TASK INSTRUCTIONS: Nothing but the lines from the one containing "[output] one dot per instance, form <point>210,77</point>." to the end of the data should be returned, each exactly as written.

Start of Block

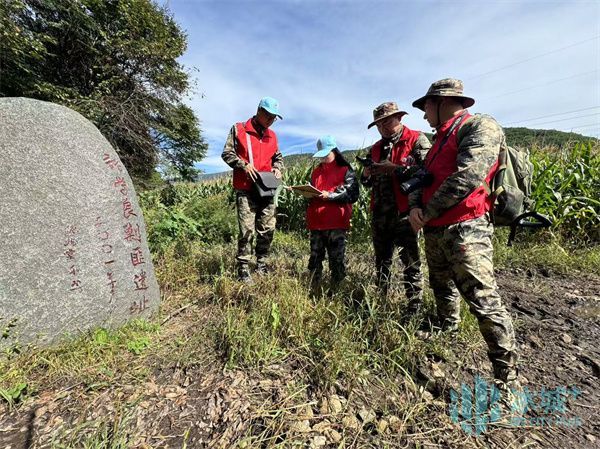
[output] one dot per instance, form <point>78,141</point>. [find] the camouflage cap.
<point>385,110</point>
<point>448,87</point>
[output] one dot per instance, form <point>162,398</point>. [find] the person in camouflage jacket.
<point>398,148</point>
<point>453,212</point>
<point>251,147</point>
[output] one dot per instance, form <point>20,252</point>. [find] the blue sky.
<point>329,63</point>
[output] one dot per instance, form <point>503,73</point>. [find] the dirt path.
<point>558,330</point>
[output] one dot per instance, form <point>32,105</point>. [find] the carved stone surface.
<point>73,248</point>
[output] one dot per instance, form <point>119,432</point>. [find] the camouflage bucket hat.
<point>448,87</point>
<point>385,110</point>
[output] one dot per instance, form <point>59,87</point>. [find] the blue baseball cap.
<point>324,146</point>
<point>270,105</point>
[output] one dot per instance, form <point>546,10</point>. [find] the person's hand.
<point>383,168</point>
<point>251,171</point>
<point>416,219</point>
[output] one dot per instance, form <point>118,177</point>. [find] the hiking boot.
<point>244,275</point>
<point>262,269</point>
<point>513,402</point>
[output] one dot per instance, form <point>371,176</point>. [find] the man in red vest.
<point>251,147</point>
<point>399,147</point>
<point>454,215</point>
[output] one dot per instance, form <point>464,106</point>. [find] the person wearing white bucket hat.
<point>398,149</point>
<point>328,215</point>
<point>251,148</point>
<point>454,213</point>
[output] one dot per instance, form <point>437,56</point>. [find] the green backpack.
<point>511,191</point>
<point>511,185</point>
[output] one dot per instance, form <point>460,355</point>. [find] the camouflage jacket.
<point>478,139</point>
<point>383,190</point>
<point>232,159</point>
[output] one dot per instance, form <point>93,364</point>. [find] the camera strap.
<point>456,123</point>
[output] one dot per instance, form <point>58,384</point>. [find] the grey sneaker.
<point>262,269</point>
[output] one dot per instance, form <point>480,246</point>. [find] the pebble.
<point>333,435</point>
<point>367,415</point>
<point>318,441</point>
<point>350,422</point>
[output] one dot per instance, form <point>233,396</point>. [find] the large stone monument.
<point>73,248</point>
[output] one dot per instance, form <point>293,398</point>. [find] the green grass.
<point>94,360</point>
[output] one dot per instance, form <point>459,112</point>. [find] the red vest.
<point>400,153</point>
<point>263,150</point>
<point>442,163</point>
<point>324,215</point>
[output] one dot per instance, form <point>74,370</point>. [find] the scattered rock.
<point>396,424</point>
<point>333,435</point>
<point>382,426</point>
<point>366,415</point>
<point>306,412</point>
<point>301,426</point>
<point>350,422</point>
<point>335,405</point>
<point>322,427</point>
<point>436,371</point>
<point>318,441</point>
<point>535,341</point>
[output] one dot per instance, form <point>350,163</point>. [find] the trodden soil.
<point>204,405</point>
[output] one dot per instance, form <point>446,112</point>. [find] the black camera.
<point>413,178</point>
<point>365,161</point>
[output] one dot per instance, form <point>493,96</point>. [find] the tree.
<point>115,62</point>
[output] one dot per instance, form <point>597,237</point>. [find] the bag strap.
<point>241,130</point>
<point>249,145</point>
<point>447,136</point>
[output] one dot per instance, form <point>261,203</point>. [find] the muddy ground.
<point>202,406</point>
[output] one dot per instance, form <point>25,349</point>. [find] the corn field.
<point>565,188</point>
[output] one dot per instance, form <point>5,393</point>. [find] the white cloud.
<point>331,63</point>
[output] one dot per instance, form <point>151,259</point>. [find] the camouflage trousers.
<point>334,243</point>
<point>254,214</point>
<point>392,230</point>
<point>460,260</point>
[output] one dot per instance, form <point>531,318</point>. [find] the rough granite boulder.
<point>73,248</point>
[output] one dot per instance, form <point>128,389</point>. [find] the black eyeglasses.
<point>269,115</point>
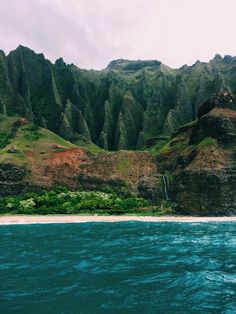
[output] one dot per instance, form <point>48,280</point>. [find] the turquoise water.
<point>128,267</point>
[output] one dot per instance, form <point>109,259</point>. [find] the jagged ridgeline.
<point>120,107</point>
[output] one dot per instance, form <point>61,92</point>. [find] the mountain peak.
<point>132,65</point>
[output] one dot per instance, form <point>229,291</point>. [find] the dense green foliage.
<point>62,201</point>
<point>121,107</point>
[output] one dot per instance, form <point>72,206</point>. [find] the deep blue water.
<point>128,267</point>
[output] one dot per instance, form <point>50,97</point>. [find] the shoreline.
<point>24,219</point>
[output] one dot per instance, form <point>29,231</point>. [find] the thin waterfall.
<point>165,183</point>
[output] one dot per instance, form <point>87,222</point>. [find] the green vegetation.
<point>32,132</point>
<point>120,107</point>
<point>208,141</point>
<point>62,201</point>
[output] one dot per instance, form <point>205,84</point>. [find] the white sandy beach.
<point>5,220</point>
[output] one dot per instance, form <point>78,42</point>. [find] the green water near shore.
<point>125,267</point>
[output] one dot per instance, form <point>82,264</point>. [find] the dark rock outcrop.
<point>120,107</point>
<point>207,185</point>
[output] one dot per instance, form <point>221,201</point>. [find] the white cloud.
<point>90,33</point>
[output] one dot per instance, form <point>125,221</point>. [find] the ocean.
<point>122,267</point>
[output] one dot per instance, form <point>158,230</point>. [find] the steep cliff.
<point>199,160</point>
<point>121,107</point>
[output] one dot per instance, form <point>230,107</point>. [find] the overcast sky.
<point>91,33</point>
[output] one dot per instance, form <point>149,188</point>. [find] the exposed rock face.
<point>75,168</point>
<point>207,185</point>
<point>12,179</point>
<point>120,107</point>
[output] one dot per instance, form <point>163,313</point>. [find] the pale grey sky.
<point>91,33</point>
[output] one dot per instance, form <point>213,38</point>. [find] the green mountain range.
<point>137,127</point>
<point>121,107</point>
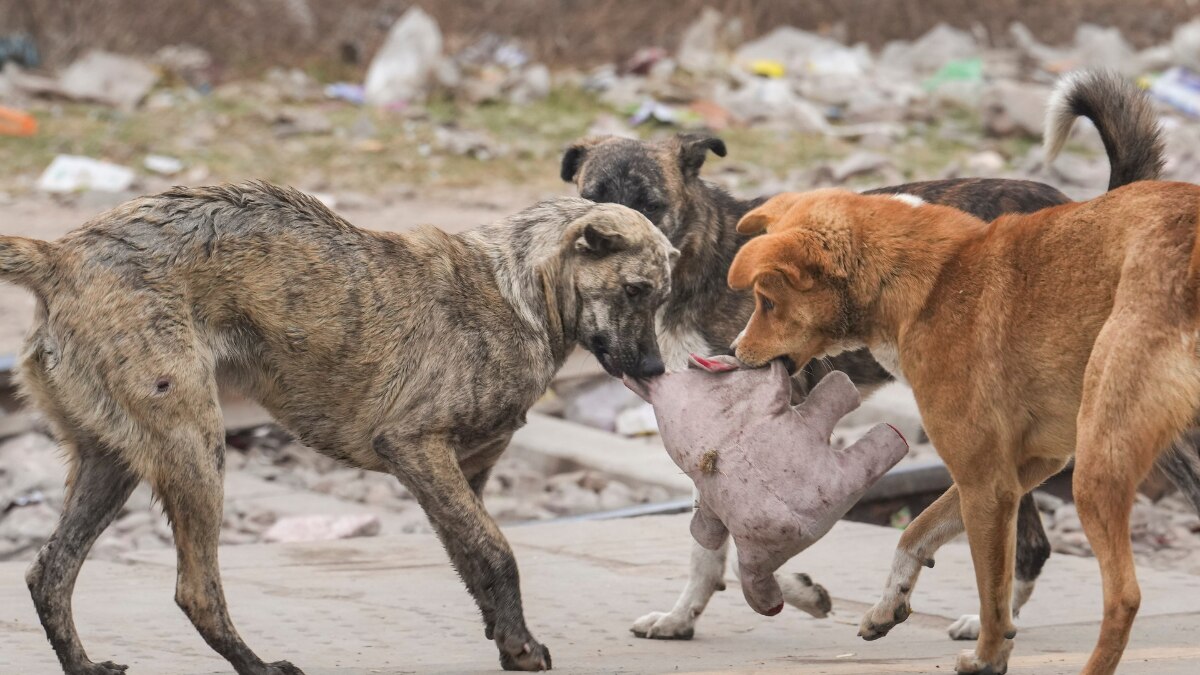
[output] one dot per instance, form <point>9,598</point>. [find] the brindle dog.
<point>661,180</point>
<point>415,354</point>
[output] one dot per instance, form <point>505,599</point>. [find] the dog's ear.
<point>787,254</point>
<point>574,157</point>
<point>694,150</point>
<point>767,214</point>
<point>599,234</point>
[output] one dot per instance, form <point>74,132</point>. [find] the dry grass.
<point>249,33</point>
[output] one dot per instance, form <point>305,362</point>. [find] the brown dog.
<point>1072,330</point>
<point>415,354</point>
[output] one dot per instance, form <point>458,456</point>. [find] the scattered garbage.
<point>190,64</point>
<point>73,173</point>
<point>652,109</point>
<point>1179,88</point>
<point>697,51</point>
<point>19,48</point>
<point>768,67</point>
<point>347,91</point>
<point>107,78</point>
<point>645,59</point>
<point>162,165</point>
<point>406,65</point>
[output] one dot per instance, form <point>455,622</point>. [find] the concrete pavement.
<point>393,604</point>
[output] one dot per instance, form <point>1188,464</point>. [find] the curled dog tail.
<point>1122,115</point>
<point>25,261</point>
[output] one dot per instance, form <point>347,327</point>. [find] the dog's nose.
<point>651,366</point>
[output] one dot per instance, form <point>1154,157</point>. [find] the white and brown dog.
<point>1071,332</point>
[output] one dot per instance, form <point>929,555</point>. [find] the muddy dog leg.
<point>1032,551</point>
<point>97,489</point>
<point>1139,393</point>
<point>940,523</point>
<point>429,467</point>
<point>191,487</point>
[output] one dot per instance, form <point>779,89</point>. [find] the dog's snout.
<point>651,365</point>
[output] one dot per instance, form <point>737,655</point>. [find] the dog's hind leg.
<point>989,512</point>
<point>1181,464</point>
<point>940,523</point>
<point>706,575</point>
<point>1032,551</point>
<point>1139,392</point>
<point>429,467</point>
<point>190,483</point>
<point>97,489</point>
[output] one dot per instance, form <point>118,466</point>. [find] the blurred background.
<point>457,113</point>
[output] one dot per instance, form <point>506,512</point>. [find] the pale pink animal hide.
<point>765,470</point>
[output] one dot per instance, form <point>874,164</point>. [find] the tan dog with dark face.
<point>1073,330</point>
<point>415,354</point>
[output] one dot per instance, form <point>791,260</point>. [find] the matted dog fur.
<point>661,179</point>
<point>415,354</point>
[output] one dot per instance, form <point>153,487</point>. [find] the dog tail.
<point>25,261</point>
<point>1122,115</point>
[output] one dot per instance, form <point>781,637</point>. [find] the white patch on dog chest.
<point>889,358</point>
<point>677,345</point>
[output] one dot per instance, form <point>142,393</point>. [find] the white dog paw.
<point>971,664</point>
<point>965,628</point>
<point>883,616</point>
<point>664,626</point>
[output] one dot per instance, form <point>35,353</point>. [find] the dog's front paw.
<point>523,655</point>
<point>106,668</point>
<point>971,664</point>
<point>801,592</point>
<point>664,626</point>
<point>965,628</point>
<point>883,616</point>
<point>282,668</point>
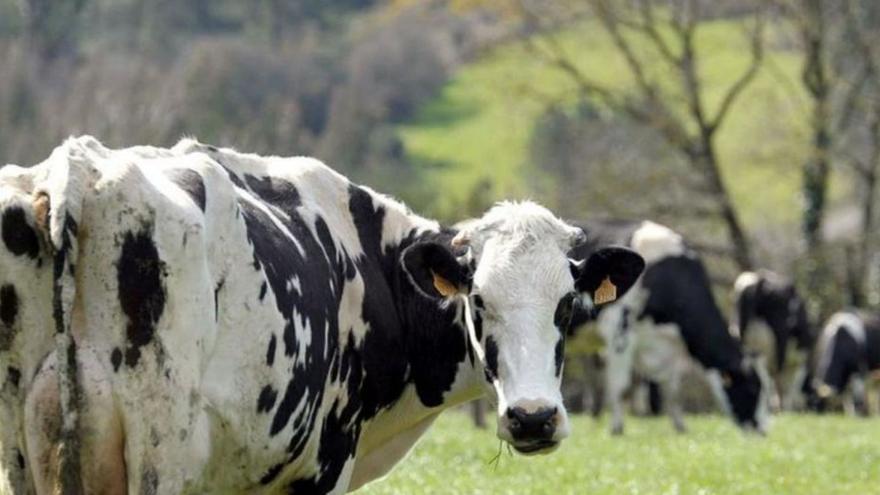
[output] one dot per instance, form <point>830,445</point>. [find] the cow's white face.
<point>517,287</point>
<point>522,288</point>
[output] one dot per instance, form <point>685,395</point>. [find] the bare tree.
<point>691,131</point>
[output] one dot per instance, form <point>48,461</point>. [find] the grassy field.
<point>481,123</point>
<point>802,455</point>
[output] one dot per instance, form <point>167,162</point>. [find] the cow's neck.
<point>441,372</point>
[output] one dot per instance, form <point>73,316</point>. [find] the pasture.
<point>822,455</point>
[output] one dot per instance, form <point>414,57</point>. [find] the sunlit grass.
<point>481,123</point>
<point>802,455</point>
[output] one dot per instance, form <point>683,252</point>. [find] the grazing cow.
<point>199,320</point>
<point>669,315</point>
<point>767,313</point>
<point>847,352</point>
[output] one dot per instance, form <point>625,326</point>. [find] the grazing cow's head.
<point>747,391</point>
<point>523,290</point>
<point>840,358</point>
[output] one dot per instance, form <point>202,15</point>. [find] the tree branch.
<point>757,56</point>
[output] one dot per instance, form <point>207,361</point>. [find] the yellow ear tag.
<point>605,293</point>
<point>443,286</point>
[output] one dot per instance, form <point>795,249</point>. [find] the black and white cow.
<point>199,320</point>
<point>768,313</point>
<point>847,352</point>
<point>668,316</point>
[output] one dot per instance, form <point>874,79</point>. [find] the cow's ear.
<point>607,274</point>
<point>435,271</point>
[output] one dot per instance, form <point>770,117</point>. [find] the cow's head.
<point>839,363</point>
<point>522,290</point>
<point>747,391</point>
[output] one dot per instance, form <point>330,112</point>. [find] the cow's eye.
<point>564,311</point>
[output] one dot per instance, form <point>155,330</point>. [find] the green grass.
<point>480,125</point>
<point>802,455</point>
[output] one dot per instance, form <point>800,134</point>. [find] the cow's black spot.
<point>271,474</point>
<point>150,481</point>
<point>322,268</point>
<point>277,192</point>
<point>491,359</point>
<point>559,354</point>
<point>270,352</point>
<point>266,401</point>
<point>337,445</point>
<point>14,375</point>
<point>140,274</point>
<point>9,305</point>
<point>232,175</point>
<point>116,358</point>
<point>191,182</point>
<point>20,238</point>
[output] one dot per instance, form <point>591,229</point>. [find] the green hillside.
<point>481,123</point>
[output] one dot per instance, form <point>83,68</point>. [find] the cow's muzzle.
<point>531,430</point>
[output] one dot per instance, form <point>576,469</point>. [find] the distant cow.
<point>847,352</point>
<point>768,312</point>
<point>199,320</point>
<point>669,315</point>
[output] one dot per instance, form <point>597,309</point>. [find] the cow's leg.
<point>859,395</point>
<point>620,347</point>
<point>672,393</point>
<point>14,476</point>
<point>100,434</point>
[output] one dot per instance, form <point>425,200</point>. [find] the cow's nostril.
<point>514,425</point>
<point>549,427</point>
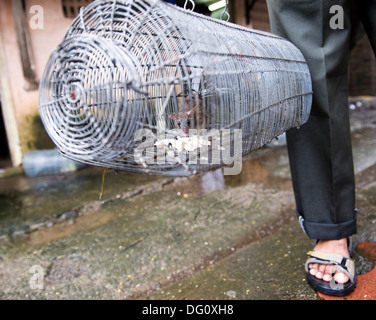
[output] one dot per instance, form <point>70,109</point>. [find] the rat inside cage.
<point>145,86</point>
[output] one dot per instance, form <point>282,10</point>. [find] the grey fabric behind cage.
<point>126,68</point>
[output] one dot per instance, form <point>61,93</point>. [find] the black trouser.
<point>320,151</point>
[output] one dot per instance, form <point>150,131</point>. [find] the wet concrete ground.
<point>203,237</point>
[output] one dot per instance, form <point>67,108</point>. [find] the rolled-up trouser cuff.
<point>325,231</point>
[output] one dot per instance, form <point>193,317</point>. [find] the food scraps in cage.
<point>202,147</point>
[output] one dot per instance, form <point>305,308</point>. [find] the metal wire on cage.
<point>145,86</point>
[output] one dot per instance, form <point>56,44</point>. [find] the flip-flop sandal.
<point>342,264</point>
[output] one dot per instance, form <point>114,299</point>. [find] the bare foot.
<point>325,272</point>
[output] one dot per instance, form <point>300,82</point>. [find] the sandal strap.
<point>343,264</point>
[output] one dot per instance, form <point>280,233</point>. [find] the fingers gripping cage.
<point>137,85</point>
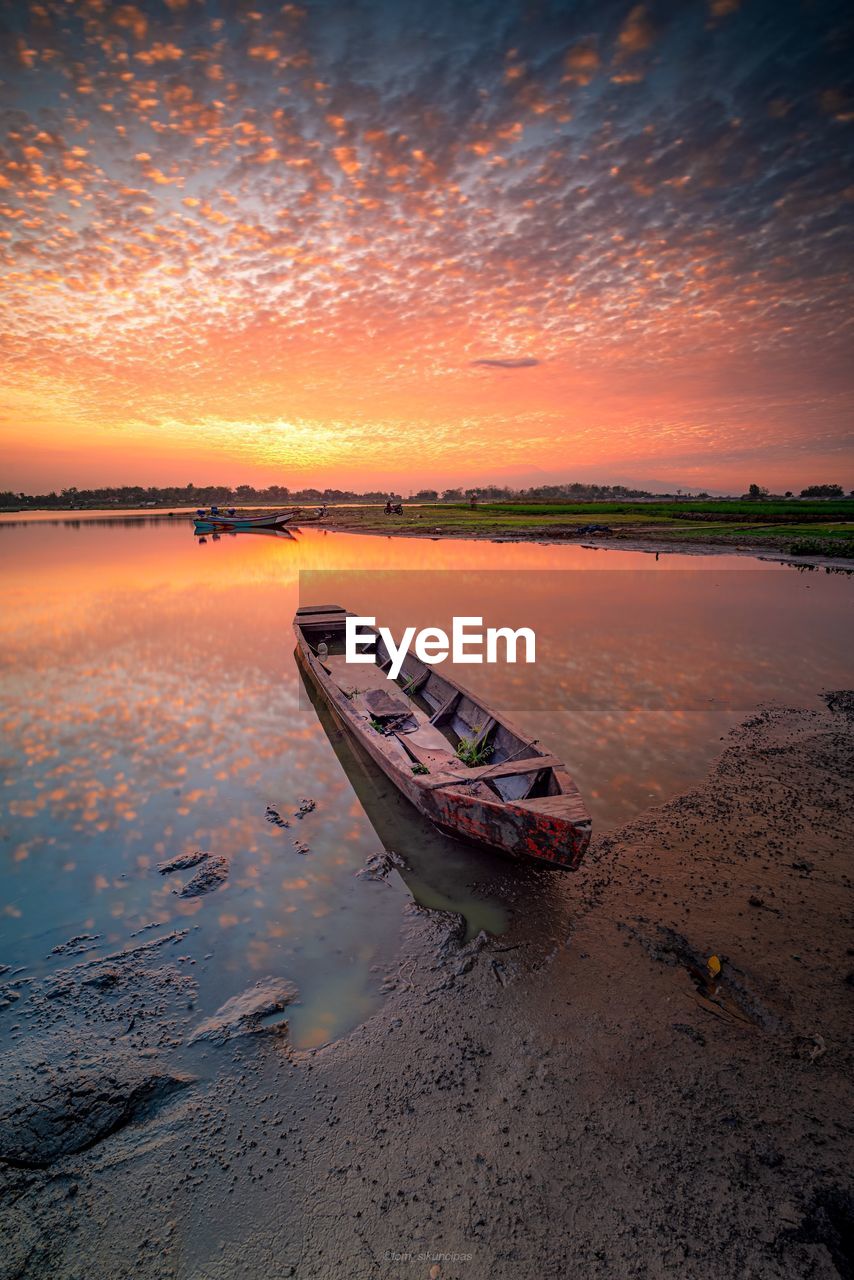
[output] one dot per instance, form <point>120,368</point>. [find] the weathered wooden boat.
<point>521,801</point>
<point>218,522</point>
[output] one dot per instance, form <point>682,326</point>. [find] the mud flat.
<point>585,1096</point>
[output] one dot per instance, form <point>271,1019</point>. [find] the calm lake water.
<point>151,705</point>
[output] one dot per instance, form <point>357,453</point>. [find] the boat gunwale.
<point>418,790</point>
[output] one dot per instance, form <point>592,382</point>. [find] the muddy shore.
<point>583,1096</point>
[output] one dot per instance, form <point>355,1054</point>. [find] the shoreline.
<point>574,1097</point>
<point>653,540</point>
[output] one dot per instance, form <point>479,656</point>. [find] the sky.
<point>418,242</point>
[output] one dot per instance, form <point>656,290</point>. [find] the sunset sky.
<point>419,242</point>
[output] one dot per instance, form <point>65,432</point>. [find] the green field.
<point>798,526</point>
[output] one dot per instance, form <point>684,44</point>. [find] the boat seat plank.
<point>531,764</point>
<point>430,740</point>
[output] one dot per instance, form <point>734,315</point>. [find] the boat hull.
<point>519,830</point>
<point>223,524</point>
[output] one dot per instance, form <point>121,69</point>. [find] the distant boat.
<point>214,520</point>
<point>520,800</point>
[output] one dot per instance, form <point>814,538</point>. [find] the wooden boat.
<point>219,522</point>
<point>521,801</point>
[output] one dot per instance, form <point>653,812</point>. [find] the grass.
<point>473,752</point>
<point>827,526</point>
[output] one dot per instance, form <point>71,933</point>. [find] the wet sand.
<point>581,1096</point>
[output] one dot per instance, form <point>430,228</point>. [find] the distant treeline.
<point>279,496</point>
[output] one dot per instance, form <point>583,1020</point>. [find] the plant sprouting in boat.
<point>474,750</point>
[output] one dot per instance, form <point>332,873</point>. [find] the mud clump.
<point>65,1101</point>
<point>246,1014</point>
<point>213,872</point>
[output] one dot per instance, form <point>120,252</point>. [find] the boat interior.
<point>427,721</point>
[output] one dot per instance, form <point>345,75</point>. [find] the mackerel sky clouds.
<point>333,242</point>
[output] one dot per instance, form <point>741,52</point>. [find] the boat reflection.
<point>217,535</point>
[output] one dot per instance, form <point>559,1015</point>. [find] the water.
<point>151,705</point>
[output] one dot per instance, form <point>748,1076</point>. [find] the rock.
<point>378,867</point>
<point>245,1014</point>
<point>182,862</point>
<point>211,873</point>
<point>18,1240</point>
<point>67,1100</point>
<point>275,818</point>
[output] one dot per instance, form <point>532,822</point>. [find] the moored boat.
<point>421,730</point>
<point>214,520</point>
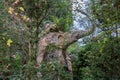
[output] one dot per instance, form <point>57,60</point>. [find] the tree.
<point>48,22</point>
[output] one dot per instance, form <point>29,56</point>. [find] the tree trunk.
<point>61,41</point>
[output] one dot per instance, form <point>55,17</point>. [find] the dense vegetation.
<point>22,24</point>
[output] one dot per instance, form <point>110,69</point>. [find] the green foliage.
<point>106,12</point>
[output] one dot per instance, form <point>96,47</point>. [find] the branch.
<point>75,35</point>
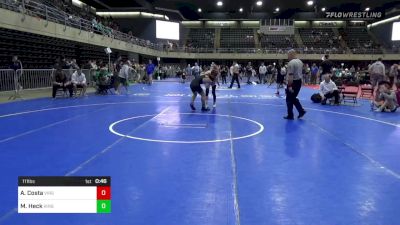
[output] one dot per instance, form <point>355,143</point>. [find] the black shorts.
<point>123,81</point>
<point>196,89</point>
<point>79,86</point>
<point>280,79</point>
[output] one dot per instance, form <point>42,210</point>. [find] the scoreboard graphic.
<point>64,194</point>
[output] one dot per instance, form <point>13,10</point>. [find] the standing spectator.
<point>78,80</point>
<point>314,73</point>
<point>352,70</point>
<point>249,69</point>
<point>326,67</point>
<point>61,81</point>
<point>307,74</point>
<point>188,71</point>
<point>235,70</point>
<point>377,73</point>
<point>16,65</point>
<point>328,89</point>
<point>294,77</point>
<point>393,73</point>
<point>386,101</point>
<point>224,74</point>
<point>280,78</point>
<point>123,76</point>
<point>261,73</point>
<point>196,70</point>
<point>150,69</point>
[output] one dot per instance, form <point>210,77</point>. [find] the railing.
<point>49,13</point>
<point>11,80</point>
<point>7,80</point>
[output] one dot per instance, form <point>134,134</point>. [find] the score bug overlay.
<point>46,194</point>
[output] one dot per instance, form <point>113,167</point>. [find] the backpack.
<point>316,98</point>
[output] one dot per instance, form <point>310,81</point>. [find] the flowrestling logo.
<point>354,15</point>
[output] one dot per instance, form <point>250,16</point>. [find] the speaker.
<point>107,50</point>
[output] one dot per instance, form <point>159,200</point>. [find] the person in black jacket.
<point>60,81</point>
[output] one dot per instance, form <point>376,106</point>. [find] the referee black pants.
<point>291,98</point>
<point>235,77</point>
<point>213,88</point>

End of Block

RESPONSE TO THIS TASK:
[output] one dot per instance, form <point>210,77</point>. [find] the railing.
<point>49,13</point>
<point>11,80</point>
<point>7,80</point>
[output] one dot per instance, form <point>134,134</point>. [find] the score bug overlay.
<point>46,194</point>
[output] one dot per instance, form <point>113,167</point>. [find] the backpack.
<point>316,98</point>
[output] one dot per instance, form <point>310,81</point>. [find] the flowrestling logo.
<point>354,15</point>
[output] one dot per instance, form <point>250,16</point>. [find] the speaker.
<point>107,50</point>
[output] one dot per instance, form <point>159,200</point>. [find] the person in black jacket.
<point>60,81</point>
[output] one dot per instance, form <point>376,106</point>. [find] the referee black pants.
<point>291,98</point>
<point>235,77</point>
<point>213,88</point>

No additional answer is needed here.